Arrange this listing as a two-column CSV with the headers "request" and "answer", one row per request, putting its text and its answer each in a single quoted field with line breaks replaced by spaces. Cover the whole listing and leave the pictures out.

***** Data excerpts

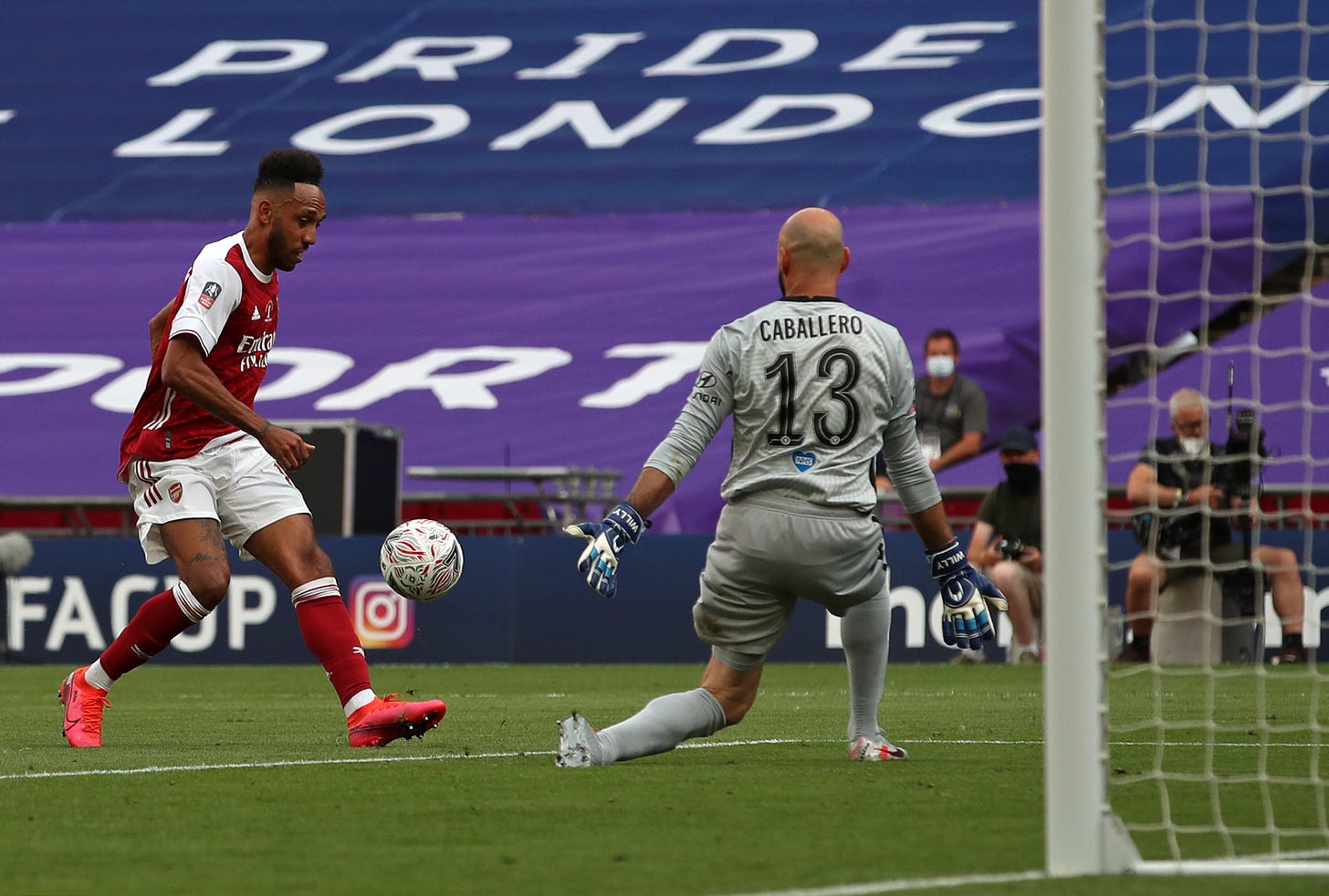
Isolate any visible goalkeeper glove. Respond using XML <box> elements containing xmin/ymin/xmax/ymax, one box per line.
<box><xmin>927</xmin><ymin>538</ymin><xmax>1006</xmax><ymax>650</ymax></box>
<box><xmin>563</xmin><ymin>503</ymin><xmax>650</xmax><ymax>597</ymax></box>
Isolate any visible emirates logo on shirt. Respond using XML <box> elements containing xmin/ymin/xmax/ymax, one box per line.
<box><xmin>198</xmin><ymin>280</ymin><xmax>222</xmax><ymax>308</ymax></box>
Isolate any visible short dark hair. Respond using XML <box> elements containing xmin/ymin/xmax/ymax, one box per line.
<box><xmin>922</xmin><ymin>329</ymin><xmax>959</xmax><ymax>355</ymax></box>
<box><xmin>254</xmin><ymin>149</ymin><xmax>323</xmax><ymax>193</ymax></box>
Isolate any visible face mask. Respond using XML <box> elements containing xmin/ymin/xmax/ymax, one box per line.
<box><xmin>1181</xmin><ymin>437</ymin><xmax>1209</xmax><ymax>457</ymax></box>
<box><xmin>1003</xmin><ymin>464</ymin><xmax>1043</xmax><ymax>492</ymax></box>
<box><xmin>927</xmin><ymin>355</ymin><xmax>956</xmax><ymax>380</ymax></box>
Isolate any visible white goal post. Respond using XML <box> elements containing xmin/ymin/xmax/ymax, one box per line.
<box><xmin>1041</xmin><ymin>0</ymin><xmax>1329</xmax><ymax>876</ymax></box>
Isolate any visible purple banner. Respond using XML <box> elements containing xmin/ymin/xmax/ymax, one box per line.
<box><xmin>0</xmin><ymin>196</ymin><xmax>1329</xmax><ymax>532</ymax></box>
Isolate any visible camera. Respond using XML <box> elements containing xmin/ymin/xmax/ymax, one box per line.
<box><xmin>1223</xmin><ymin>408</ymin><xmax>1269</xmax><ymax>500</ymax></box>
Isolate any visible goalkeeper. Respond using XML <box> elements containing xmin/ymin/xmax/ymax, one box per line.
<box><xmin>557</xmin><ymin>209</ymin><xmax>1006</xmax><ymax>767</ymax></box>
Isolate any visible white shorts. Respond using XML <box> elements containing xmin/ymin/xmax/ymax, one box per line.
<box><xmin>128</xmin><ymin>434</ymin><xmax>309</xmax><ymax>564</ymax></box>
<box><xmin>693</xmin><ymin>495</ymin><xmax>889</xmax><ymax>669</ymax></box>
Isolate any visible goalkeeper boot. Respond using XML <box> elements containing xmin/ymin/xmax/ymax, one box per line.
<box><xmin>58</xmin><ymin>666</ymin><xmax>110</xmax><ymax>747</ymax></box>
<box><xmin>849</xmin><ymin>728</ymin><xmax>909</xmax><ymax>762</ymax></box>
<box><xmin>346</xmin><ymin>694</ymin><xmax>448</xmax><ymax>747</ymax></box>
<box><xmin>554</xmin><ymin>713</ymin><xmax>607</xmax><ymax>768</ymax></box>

**********

## Result
request,answer
"Isolate any visible goalkeeper glove. Respond using XML <box> elements containing xmin/ymin/xmax/ymax, one box per line.","<box><xmin>927</xmin><ymin>538</ymin><xmax>1006</xmax><ymax>650</ymax></box> <box><xmin>563</xmin><ymin>503</ymin><xmax>650</xmax><ymax>597</ymax></box>"
"Isolate any visible emirates logo on shirt. Respond using XML <box> elements containing xmin/ymin/xmax/ymax, one box per line.","<box><xmin>198</xmin><ymin>280</ymin><xmax>222</xmax><ymax>308</ymax></box>"
"Isolate any visible short dark hair. Respond using XML <box> elements containing xmin/ymin/xmax/ymax, one box per line.","<box><xmin>922</xmin><ymin>329</ymin><xmax>959</xmax><ymax>355</ymax></box> <box><xmin>254</xmin><ymin>149</ymin><xmax>323</xmax><ymax>193</ymax></box>"
"Isolate any visible face mask. Respond using XML <box> elements containing xmin/ymin/xmax/ymax, one box per line.","<box><xmin>1181</xmin><ymin>437</ymin><xmax>1209</xmax><ymax>457</ymax></box> <box><xmin>1003</xmin><ymin>464</ymin><xmax>1043</xmax><ymax>492</ymax></box> <box><xmin>927</xmin><ymin>355</ymin><xmax>956</xmax><ymax>380</ymax></box>"
"Isolate any visible white goal post. Respond using XML <box> elements containing xmin/ymin/xmax/ymax, one box per line.","<box><xmin>1041</xmin><ymin>0</ymin><xmax>1329</xmax><ymax>876</ymax></box>"
"Isolate any visible purple banner. Respond using XML <box> elements containing xmin/ymin/xmax/ymax, one box per line.","<box><xmin>0</xmin><ymin>196</ymin><xmax>1329</xmax><ymax>532</ymax></box>"
"Isolate any visible camera. Respond using XML <box> elements containing xmin/ymin/xmax/ymax, one box per line.","<box><xmin>1223</xmin><ymin>408</ymin><xmax>1269</xmax><ymax>500</ymax></box>"
"Isolate any visible goalkeeper. Respond using XML <box> elements containing xmin/ymin/xmax/ymax, one box per line.","<box><xmin>557</xmin><ymin>209</ymin><xmax>1006</xmax><ymax>767</ymax></box>"
"Isolate any visible white shorts. Respond using XML <box> elements containing xmin/ymin/xmax/ymax, one box per line.","<box><xmin>128</xmin><ymin>434</ymin><xmax>309</xmax><ymax>564</ymax></box> <box><xmin>693</xmin><ymin>495</ymin><xmax>889</xmax><ymax>669</ymax></box>"
"Isolate any visible goalkeeper boot. Respond using XML <box> elements containing xmin/ymin/xmax/ymax, one box per line.","<box><xmin>58</xmin><ymin>666</ymin><xmax>110</xmax><ymax>747</ymax></box> <box><xmin>849</xmin><ymin>728</ymin><xmax>909</xmax><ymax>762</ymax></box> <box><xmin>346</xmin><ymin>694</ymin><xmax>448</xmax><ymax>747</ymax></box> <box><xmin>554</xmin><ymin>713</ymin><xmax>607</xmax><ymax>768</ymax></box>"